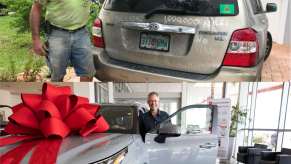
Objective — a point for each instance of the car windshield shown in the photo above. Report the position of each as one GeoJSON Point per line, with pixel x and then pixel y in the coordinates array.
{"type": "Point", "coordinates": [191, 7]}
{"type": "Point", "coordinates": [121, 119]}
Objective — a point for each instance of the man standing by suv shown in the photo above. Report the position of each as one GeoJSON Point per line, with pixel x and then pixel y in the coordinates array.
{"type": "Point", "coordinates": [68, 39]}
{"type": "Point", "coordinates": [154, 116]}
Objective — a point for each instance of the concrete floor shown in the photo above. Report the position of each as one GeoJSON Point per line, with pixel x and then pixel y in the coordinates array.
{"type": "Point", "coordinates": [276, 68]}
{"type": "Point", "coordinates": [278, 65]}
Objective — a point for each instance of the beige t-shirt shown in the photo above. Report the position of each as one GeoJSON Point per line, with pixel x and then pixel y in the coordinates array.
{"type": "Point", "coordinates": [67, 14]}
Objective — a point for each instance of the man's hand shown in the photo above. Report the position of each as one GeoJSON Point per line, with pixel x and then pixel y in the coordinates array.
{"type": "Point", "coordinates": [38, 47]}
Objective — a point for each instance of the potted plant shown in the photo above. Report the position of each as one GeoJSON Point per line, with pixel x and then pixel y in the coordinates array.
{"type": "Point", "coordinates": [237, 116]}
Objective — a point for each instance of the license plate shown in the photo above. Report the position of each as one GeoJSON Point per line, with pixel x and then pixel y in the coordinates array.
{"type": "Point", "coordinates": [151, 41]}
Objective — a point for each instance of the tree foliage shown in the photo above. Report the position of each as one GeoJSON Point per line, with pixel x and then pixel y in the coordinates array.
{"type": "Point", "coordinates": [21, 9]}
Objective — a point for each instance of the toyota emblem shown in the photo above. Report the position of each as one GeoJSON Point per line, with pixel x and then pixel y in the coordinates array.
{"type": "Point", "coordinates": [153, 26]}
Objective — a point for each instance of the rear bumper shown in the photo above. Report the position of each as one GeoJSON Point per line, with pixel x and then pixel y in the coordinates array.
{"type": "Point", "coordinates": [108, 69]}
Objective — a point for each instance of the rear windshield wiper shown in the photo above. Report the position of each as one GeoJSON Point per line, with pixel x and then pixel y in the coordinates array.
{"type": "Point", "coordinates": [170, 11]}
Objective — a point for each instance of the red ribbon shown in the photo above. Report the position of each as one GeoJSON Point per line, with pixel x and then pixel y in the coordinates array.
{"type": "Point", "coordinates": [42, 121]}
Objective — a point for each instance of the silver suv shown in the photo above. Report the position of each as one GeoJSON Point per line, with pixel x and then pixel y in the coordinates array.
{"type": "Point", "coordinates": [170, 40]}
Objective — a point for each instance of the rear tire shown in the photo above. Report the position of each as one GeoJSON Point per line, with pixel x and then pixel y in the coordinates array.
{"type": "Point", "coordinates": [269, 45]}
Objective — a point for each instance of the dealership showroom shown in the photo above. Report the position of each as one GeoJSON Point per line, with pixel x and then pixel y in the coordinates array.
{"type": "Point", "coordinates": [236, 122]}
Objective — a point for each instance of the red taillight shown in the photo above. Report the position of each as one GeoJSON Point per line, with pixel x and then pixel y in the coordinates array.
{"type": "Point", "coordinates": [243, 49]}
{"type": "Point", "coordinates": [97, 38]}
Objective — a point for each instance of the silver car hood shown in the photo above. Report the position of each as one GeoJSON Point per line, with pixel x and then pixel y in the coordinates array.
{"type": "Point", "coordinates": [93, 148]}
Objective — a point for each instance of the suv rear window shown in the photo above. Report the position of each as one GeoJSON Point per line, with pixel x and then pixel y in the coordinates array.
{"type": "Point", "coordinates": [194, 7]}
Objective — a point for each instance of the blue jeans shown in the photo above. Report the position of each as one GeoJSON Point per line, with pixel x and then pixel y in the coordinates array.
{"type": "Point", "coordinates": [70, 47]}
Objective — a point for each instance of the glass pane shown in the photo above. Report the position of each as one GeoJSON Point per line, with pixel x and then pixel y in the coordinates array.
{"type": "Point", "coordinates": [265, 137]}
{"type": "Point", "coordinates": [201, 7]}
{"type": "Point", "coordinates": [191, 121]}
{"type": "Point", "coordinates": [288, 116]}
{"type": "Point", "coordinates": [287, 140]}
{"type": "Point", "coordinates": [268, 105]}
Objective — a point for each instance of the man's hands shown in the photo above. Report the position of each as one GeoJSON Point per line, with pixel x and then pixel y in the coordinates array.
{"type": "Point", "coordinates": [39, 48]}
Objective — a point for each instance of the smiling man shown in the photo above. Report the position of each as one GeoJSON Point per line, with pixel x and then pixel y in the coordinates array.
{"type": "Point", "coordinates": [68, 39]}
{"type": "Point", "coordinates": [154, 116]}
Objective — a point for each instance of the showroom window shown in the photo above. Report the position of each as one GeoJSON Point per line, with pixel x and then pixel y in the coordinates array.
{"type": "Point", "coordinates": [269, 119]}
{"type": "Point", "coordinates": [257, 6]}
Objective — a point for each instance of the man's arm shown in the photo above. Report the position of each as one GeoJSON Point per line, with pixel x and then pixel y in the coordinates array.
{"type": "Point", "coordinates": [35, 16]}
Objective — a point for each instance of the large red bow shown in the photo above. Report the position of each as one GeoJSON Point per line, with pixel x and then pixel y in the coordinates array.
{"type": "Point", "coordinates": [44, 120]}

____________

_EXERCISE BRIEF_. Scale the part of the listing that opens with the line containing "Objective — a point for each instance of the large" and runs through the end of the listing, reproducing only those lines, requests included. Multiply every pixel coordinate in the answers by 0.7 and round each result to a whole number, with halves rounded up.

_TASK OUTPUT_.
Objective — a point for each instance of the large red bow shown in the photo above. Report the position of each as one GeoJSON Point per line, with pixel x and then pixel y in the coordinates array.
{"type": "Point", "coordinates": [31, 84]}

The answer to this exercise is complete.